Prompt 1
Which lines in the entries below contain the word "green"? Find each one and copy it in full.
# start of Source extract
Thank you, Alain. We are certainly pleased with our performance. Our success is largely attributed to a solid strategy and an engaged workforce, bolstered by our strong leadership team and our Board's valuable guidance. Speaking of our Board, I'm proud to announce that Macky Tall will be joining our Board of Directors, subject with [ another ] shareholders' meeting. Mr. Tall is a partner and Chair of Carlyle's Global Infrastructure Group and previously held several leadership positions at Caisse de depot et placement du Quebec. His expertise in finance, capital markets, infrastructure and deep knowledge of WSP's key sectors will bring significant value to our Board. In terms of new additions to the global leadership team, I would like to highlight the appointment of Sandy Vassiadis, who joined WSP in February as our Chief Communications Officer. Ms. Vassiadis is a seasoned communication executive, and I'm excited that she has joined WSP. To conclude, I am proud of our collective achievement in 2022 as we enforced a solid foundation of our diversified and resilient platform. And while we remain disciplined, we can be optimistic about our future as we focus on profitable and sustainable growth. I sincerely thank our employees, the members of our Board of Directors as well as our clients and shareholders for their continued support. I would now like to open the line for questions.

Operator

operator
#6

[Operator Instructions] We will now take our first question, Chris Murray from ATB Capital Markets.

Chris Murray

analyst
#7

I guess just my first question is just thinking about the margin profile a little bit as we go into next year. Arguably, very, very strong so far. But I guess my question is what's left in your mind anyway to be able to do, is there something tied to maybe the ERP program? Or is there -- are there other opportunities that you see in terms of pricing to be able to drive that margin much higher as we go into '23?
# end of Source extract
Prompt 2
Could you resume the WSP call transcript above, picking up right after the analyst's final question?
# start of Data for this task
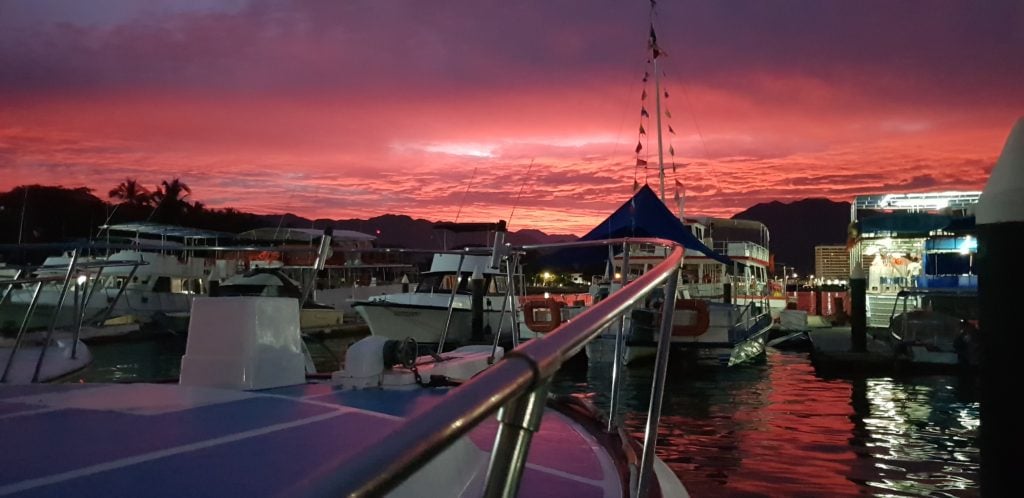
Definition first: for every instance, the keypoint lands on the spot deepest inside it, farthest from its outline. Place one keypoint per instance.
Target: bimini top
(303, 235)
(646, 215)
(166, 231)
# end of Data for this task
# start of Data for this task
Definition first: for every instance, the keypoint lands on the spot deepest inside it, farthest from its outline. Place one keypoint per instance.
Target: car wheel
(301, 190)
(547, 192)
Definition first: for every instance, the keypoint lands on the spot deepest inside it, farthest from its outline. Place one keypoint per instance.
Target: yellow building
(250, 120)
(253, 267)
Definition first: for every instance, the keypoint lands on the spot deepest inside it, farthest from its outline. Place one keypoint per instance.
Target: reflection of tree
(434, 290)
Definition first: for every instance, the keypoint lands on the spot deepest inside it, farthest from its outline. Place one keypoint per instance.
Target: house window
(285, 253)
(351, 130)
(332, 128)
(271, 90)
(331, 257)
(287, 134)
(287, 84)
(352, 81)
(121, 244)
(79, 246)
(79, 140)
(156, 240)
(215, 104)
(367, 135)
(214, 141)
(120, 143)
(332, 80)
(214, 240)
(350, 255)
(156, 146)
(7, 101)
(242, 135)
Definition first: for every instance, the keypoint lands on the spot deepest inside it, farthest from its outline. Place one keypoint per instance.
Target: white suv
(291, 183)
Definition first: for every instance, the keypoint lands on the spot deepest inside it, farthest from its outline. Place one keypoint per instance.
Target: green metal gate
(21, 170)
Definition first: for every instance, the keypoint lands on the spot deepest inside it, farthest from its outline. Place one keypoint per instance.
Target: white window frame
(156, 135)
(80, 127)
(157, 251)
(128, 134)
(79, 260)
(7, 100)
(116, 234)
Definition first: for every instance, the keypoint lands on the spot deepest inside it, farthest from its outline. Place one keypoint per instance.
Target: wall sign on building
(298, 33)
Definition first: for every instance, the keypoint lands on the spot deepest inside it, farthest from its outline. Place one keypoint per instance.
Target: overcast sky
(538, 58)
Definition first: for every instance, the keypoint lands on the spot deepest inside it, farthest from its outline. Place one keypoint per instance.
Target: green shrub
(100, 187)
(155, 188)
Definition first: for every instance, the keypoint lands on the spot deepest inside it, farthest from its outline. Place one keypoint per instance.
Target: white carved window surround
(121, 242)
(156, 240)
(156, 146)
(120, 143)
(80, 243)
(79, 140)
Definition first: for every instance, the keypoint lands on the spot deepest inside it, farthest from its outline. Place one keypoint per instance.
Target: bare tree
# end of Data for this task
Task answer 1
Target: green metal gate
Target: green shrub

Task answer 2
Alexandre L'Heureux

executive
#8

Yes, Chris, I'll turn to Alain in a second. But there are many levers that we feel are underutilized at the moment. And I think you heard me saying that before, running a professional services firm across a number of different jurisdictions, the levers in each and different geographies may defer. But on the aggregate, we do feel that there are many other levers at the moment that we can use, starting with digital, pricing, project mix, client selections, better utilize our workforce, better optimize the just-in-time delivery of our projects. So all of these in my mind are all examples of levers and there are many others that will allow us to continue to grow our margin profile. We unveiled our strategy early last year, and I said back then, clearly not in this plan, but I now see a path for us to get to 20% EBITDA margin. And a year into our strategy, I certainly haven't changed my mind, if any, I think my beliefs have been reaffirmed. So next year, we are planning for margin improvement, and we will continue to work hard to move in that direction.

Chris Murray

analyst
#9

And was Alain going to add something to that as well?

Alain Michaud

executive
#10

Yes, no. On the ERP, Chris, it's obviously an additional lever that we have. It's a full suite of services that's going to be provided by the system. So it's going to change significantly the way we manage our business in the back office, but also front office and the sales pipeline, for example. So we expect this to bring synergies and our teams are already driven on capturing those opportunities as we speak. So as part of the implementation program is to track those opportunities and capture them. So absolutely, you're right. It’s one additional lever we have now.

Chris Murray

analyst
#11

And is it fair to think that we might start to see now that the Canadian operation is fully implemented that, that might be a good pacing or a good example to use for the rest of the organization as we move through '23?

Alain Michaud

executive
#12

Absolutely.

Operator

operator
#13

[Operator Instructions] And our next question comes from the line of Yuri Lynk from Canaccord Genuity.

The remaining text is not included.